─── Extracted material

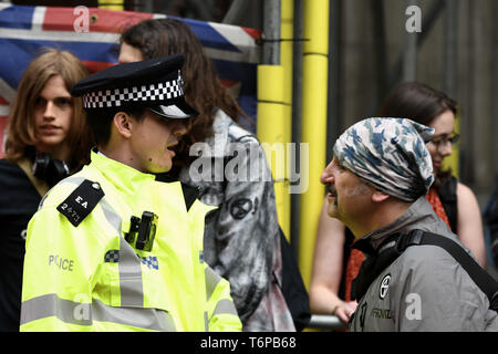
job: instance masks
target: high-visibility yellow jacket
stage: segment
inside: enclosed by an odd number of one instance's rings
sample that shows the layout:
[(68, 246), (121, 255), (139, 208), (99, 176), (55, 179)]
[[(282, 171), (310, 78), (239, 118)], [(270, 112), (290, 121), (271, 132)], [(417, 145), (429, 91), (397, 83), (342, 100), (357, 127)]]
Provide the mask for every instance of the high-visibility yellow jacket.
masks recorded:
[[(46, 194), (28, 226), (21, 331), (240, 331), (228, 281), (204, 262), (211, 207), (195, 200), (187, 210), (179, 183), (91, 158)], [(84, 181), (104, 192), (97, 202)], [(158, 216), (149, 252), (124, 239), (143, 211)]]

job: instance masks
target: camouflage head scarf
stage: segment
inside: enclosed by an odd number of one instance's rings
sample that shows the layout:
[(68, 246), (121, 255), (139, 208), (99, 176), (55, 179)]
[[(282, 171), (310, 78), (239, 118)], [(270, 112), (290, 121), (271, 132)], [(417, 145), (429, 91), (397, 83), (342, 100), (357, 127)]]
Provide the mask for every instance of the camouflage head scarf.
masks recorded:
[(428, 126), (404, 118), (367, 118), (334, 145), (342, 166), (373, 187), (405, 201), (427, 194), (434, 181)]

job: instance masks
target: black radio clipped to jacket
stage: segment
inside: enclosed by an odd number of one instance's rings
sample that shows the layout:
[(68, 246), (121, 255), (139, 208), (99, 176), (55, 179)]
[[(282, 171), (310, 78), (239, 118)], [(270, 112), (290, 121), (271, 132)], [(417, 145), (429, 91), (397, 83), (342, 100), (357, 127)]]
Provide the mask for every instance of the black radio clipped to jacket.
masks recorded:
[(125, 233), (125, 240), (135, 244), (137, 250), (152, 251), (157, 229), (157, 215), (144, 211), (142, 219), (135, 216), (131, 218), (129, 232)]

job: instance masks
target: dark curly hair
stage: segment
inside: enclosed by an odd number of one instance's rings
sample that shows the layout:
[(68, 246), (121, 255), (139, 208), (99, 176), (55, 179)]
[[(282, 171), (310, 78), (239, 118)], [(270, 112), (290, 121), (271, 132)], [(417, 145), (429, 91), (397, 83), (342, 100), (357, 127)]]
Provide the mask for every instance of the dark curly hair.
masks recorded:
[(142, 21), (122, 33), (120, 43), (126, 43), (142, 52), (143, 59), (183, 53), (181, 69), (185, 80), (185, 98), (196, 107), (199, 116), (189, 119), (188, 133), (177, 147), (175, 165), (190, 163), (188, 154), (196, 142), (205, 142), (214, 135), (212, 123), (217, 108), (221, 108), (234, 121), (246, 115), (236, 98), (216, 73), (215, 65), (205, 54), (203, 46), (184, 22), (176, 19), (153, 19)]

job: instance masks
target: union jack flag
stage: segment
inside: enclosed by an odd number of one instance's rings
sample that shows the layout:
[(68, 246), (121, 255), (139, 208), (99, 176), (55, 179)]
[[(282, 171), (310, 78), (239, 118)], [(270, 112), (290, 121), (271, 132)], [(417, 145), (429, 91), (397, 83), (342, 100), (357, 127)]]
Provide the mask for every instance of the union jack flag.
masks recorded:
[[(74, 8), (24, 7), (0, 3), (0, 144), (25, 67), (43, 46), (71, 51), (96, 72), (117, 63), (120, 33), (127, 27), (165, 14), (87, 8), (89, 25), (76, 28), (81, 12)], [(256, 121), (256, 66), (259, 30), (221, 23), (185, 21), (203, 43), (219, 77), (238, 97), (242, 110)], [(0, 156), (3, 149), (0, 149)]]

──────
─── Extracted material

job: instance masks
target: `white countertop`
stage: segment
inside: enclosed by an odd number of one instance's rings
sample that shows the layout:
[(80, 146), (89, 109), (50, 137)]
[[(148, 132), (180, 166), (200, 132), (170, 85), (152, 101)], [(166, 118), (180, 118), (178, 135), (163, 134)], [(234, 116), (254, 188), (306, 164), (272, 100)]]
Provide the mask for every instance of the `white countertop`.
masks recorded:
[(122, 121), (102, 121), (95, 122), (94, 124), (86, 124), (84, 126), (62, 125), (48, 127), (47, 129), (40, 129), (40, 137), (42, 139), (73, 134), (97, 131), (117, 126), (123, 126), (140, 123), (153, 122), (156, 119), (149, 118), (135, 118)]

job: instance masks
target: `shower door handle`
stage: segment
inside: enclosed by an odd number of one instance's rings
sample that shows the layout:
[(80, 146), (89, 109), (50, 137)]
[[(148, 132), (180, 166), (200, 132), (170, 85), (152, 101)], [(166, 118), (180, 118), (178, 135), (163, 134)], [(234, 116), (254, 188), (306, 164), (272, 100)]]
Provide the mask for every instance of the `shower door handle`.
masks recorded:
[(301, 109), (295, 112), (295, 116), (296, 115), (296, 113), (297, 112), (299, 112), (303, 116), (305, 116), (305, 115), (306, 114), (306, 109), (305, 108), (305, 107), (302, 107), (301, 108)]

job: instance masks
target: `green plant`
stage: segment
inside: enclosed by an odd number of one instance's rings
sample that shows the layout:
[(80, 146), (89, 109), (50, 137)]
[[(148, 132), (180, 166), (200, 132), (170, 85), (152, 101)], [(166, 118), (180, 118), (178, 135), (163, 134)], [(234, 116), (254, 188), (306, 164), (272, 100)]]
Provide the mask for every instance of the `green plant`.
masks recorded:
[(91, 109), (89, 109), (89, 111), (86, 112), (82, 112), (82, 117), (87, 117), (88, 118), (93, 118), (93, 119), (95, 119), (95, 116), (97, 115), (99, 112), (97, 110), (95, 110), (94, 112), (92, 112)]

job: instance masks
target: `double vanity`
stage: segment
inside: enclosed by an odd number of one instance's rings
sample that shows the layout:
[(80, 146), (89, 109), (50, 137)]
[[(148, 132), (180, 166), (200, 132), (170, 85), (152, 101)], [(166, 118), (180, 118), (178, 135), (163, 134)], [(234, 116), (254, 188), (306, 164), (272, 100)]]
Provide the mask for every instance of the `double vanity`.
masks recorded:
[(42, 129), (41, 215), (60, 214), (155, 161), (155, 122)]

──────
─── Extracted material

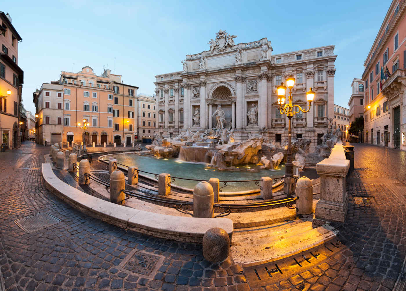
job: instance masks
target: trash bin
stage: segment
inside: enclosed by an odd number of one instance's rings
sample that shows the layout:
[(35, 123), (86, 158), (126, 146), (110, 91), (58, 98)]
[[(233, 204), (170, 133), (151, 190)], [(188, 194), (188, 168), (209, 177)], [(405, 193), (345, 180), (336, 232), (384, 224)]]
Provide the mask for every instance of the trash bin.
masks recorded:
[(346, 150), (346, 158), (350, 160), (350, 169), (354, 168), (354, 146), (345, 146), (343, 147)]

──────

# Problem description
Extract each line of the data above that contains the word "white", and list those lines in their original order.

# Output below
target: `white countertop`
Provide the mask for every instance of the `white countertop`.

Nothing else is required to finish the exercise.